Put the records below into a two-column CSV headed request and answer, with one row per record. Enclose each field in quotes, turn line breaks into spaces, and leave the pictures out.

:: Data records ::
★ ★ ★ ★ ★ ★ ★

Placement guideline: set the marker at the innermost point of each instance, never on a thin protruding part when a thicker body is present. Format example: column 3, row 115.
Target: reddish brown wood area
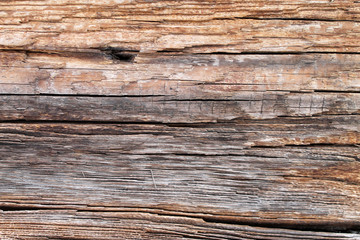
column 138, row 119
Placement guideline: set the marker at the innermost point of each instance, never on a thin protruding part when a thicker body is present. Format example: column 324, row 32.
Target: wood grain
column 124, row 119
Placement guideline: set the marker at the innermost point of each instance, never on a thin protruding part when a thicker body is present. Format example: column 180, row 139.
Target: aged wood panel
column 218, row 172
column 124, row 119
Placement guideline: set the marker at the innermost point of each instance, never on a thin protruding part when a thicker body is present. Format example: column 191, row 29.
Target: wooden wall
column 145, row 119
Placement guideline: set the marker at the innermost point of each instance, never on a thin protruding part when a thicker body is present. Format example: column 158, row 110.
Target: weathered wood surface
column 179, row 119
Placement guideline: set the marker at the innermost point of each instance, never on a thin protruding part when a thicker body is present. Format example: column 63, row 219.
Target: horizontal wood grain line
column 144, row 226
column 337, row 226
column 181, row 76
column 174, row 11
column 231, row 36
column 172, row 110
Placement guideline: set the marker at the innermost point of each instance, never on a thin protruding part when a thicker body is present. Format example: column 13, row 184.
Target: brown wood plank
column 124, row 119
column 181, row 76
column 231, row 36
column 217, row 173
column 168, row 110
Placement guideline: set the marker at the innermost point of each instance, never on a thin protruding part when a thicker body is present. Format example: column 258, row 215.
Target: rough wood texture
column 124, row 119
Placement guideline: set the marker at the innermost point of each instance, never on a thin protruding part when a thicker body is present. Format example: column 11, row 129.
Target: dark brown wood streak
column 124, row 119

★ ★ ★ ★ ★ ★ ★

:: Answer to the task ::
request,answer
"Placement guideline: set the marker at the innermost point of each instance, never on a thin protruding part when a thicker body is present. Format example: column 3, row 115. Target: reddish brown wood area","column 138, row 119"
"Placement guideline: set the marker at the innermost point of each instance, never on a thin protruding part when a thicker body is present. Format example: column 324, row 32. Target: wood grain","column 124, row 119"
"Placement guideline: set the marker at the innermost point of each instance, never on a thin protruding part when a thicker body is present. Format example: column 180, row 139. Target: aged wood panel","column 218, row 172 column 124, row 119"
"Placement guideline: set the marker at the innermost point of each instance, never on a thin protruding part when a thicker body is present. Format example: column 191, row 29. Target: wooden wall","column 145, row 119"
"Placement guideline: set the marker at the innermost point of each instance, never on a thin protruding part when a thicker body is present. Format example: column 158, row 110. Target: weathered wood surface","column 179, row 119"
"Placement guideline: set the marker at the innermost point of each instance, never on a thin protruding part when a thicker body is present. Format example: column 63, row 219. Target: horizontal wood grain line","column 144, row 226 column 337, row 226 column 181, row 76 column 174, row 11 column 231, row 36 column 172, row 110"
"Placement guideline: set the marker at the innermost point of each instance, never on a thin protruding part when a thicker body is present. Format example: column 13, row 184. Target: brown wood plank","column 124, row 119 column 181, row 76 column 231, row 36 column 217, row 173 column 168, row 110"
"Placement guideline: set the marker at the innermost point of each instance, never on a thin protruding part when a thicker body is present. Format example: column 258, row 215. Target: rough wood texture","column 124, row 119"
"Placement guideline: set the marker at the innermost point of each instance, never on a thin protruding part when a thicker body is present. Format example: column 11, row 129. Target: dark brown wood streak","column 124, row 119"